To do
The entries below should be output exactly as written.

Records to use
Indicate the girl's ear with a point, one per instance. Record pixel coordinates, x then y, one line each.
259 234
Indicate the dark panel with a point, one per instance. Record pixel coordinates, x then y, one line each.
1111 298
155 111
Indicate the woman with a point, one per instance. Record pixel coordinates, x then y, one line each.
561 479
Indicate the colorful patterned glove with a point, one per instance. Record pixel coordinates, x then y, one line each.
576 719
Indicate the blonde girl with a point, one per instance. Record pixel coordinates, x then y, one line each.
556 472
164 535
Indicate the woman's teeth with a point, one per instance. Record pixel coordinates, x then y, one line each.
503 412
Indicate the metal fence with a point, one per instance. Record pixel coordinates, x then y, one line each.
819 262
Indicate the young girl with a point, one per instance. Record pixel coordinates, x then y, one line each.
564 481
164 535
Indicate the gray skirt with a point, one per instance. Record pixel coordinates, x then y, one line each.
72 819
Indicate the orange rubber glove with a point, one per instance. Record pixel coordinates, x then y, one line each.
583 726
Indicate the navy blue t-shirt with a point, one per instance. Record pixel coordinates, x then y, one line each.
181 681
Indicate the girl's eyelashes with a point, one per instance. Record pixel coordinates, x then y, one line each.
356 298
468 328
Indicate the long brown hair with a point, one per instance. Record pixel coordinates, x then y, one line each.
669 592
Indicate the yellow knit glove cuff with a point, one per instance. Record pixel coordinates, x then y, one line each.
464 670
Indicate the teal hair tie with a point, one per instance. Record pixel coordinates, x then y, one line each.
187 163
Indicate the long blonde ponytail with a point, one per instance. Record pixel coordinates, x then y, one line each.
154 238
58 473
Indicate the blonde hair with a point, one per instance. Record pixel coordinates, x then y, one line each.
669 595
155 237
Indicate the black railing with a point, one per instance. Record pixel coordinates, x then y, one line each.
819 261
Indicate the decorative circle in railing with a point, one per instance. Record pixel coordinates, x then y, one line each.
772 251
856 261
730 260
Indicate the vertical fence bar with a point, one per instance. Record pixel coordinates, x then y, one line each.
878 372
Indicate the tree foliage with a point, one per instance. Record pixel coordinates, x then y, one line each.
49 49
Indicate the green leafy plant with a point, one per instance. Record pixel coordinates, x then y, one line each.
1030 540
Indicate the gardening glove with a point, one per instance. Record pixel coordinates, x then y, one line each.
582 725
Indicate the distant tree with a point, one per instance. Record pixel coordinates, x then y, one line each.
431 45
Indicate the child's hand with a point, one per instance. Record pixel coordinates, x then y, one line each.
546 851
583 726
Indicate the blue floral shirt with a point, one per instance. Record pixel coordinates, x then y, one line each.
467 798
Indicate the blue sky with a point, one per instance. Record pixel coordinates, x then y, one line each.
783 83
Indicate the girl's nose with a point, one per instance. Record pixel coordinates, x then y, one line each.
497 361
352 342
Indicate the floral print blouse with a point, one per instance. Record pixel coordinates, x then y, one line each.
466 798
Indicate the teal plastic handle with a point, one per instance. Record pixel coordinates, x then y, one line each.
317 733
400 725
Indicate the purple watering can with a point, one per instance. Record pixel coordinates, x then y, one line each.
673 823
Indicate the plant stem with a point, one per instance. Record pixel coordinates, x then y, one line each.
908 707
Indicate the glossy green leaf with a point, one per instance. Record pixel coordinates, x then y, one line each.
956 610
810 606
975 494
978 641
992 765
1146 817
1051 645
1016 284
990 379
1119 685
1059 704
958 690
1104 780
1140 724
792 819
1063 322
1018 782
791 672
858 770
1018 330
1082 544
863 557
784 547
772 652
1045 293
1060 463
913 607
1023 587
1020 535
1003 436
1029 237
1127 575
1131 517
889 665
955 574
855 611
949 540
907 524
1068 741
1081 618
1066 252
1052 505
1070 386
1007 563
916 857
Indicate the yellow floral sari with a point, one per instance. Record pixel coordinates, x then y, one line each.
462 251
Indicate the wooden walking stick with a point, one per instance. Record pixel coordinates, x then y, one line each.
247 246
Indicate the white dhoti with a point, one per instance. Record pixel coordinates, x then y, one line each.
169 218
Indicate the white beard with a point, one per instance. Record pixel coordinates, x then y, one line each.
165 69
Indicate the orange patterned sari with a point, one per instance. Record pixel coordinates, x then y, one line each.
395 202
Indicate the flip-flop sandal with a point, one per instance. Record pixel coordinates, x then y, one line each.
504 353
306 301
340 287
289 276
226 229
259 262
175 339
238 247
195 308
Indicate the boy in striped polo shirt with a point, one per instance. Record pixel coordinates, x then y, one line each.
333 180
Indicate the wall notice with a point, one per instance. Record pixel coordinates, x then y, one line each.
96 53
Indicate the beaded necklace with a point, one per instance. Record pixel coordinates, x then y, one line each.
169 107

Result of this task
Indicate the girl's ear with a point, one per instance. Record pixel coordinates, x then y, one line each.
259 234
Indicate the dark panel with a point, one per instance. Record pixel coordinates, x then y, one line each.
1111 298
155 111
Indicate the woman with a point, one per instance. Record pixel coordinates, x then y, one line each.
561 479
Indicate the colorful patterned glove with a point, one per instance. Record pixel coordinates, x then y, one line each.
576 719
Indicate the blonde girl with a point, one per instance. Record pixel coordinates, x then y, one line each.
556 472
164 535
Indicate the woman's teeth with a point, one per instance. Record pixel coordinates, x then y, one line each.
503 412
Indicate the metal fence with a point, one per instance. Record pixel coordinates, x then y, one line each.
819 262
Indicate the young girl with a point, one per instance. Record pixel coordinates, x then y, one line each.
564 481
164 535
Indicate the gray skirt with a point, one per instance. Record pixel coordinates, x then y, one line each.
72 819
Indicate the orange rubber glove with a point, one per instance. Record pixel coordinates, x then y, one line each.
583 726
Indicate the navy blue t-shirt with a point, one per instance. Record pixel coordinates, x then y, one line each.
181 681
Indicate the girl's eyelashes with a point, one per instance. Record pixel coordinates, x then y, one line each.
356 298
468 328
Indicate the long brown hair with a point, one per instance. Record pixel coordinates, x then y, one line each.
669 592
Indicate the yellow knit glove cuff with a point, one per instance. Record pixel coordinates, x then y, one line each.
464 670
Indicate the teal hair tie with a point, one per instance. Record pixel coordinates, x then y, one line each.
187 163
Indicate the long blonde ponytail with a point, one per instance. Record pixel coordinates, x then y, one line each.
154 238
58 473
Indicate the blonde hair with a point, one per instance. Record pixel coordinates, x then y, one line each.
669 595
155 237
Indicate the black railing with a point, one per instance. Record pixel coordinates, x then y, one line each.
819 261
Indicate the decorative circle in railing with a point, one per instance. Record pixel coordinates, x then y, one line each.
772 251
856 261
730 260
Indicate the vertical fence bar with a point, one per instance. Record pixel coordinates, x then y, one line each.
878 372
Indicate the tree foliage with a point, one per instance. Record pixel coordinates, x then y, one line each.
49 49
Indicate the green leafy plant with a point, one per instance. Record pixel coordinates, x then y, one line each.
1030 540
Indicate the gardening glove with a point, one per instance. Record pixel coordinates, x then y, one line each.
582 725
Indicate the distant tree with a point, one per instance. Record pixel coordinates, x then y, one line each.
431 45
Indicate the child's hand with a point, one per instance. Record pixel coordinates, x then y, one line each.
546 851
583 726
Indicate the blue floral shirt with a point, one per instance. Record pixel coordinates, x then y, one line each.
467 798
Indicate the blue sky with a point, one per instance. Record pixel coordinates, x then y, one line each.
783 83
Indicate the girl's nose with a point, one per instance. Record pixel coordinates, x then y, one line each.
497 361
352 342
Indicate the floral print blouse with a point, one per instance. Record pixel coordinates, x then y, one line each.
466 798
Indicate the teal plastic handle with a point, one per instance. Record pixel coordinates, x then y, one line each.
317 733
400 725
Indicate the purple watering can with a point, one per instance. Record pixel coordinates, x then y, one line each.
673 823
Indicate the plant stem with a point, one per instance. Record pixel coordinates, x then y, one line each.
908 707
Indicate the glossy green leaf with a point, one per instance. Record pixel coordinates, x then y, one line each.
956 610
810 606
975 494
978 641
992 765
1146 817
1051 645
1016 284
990 379
1119 685
1059 704
958 690
1104 780
1140 724
792 819
1063 322
1018 782
791 672
858 770
1018 330
1082 544
863 557
784 547
772 652
1045 293
1060 463
913 607
1023 587
1020 535
1003 436
1029 237
1127 575
1131 517
889 665
955 574
855 611
949 540
907 524
1068 741
1081 618
1066 252
1052 505
1070 386
1007 563
916 857
Indicate the yellow floral sari with a point, one per instance. Record pixel coordinates, x then y, one line each.
462 251
Indicate the wooden walking stick with a point, one per instance. Record pixel coordinates, x then y, one line each.
247 246
Indicate the white dhoti with a point, one per instance. Record pixel coordinates, x then y, one line each.
169 218
Indicate the white beard with a point, one per instance. Record pixel coordinates, x then y, one line each.
165 69
Indicate the orange patterned sari with a point, one per instance. Record pixel coordinates, x then y, one line each.
395 202
Indicate the flip-flop sandal with a point, one per instance. Record pixel coordinates, x then y, one line each.
504 353
306 301
340 287
289 276
226 229
259 262
175 339
238 247
195 308
Indicate the boy in striped polo shirt with a point, one per instance. Record pixel coordinates, x then y, one line each.
333 180
Indicate the wall notice with a point, one per instance. Record pixel coordinates, x then y, one line each.
96 53
Indicate the beaded necklace with a point, one per instance. Record pixel coordinates, x then y, one line each.
169 107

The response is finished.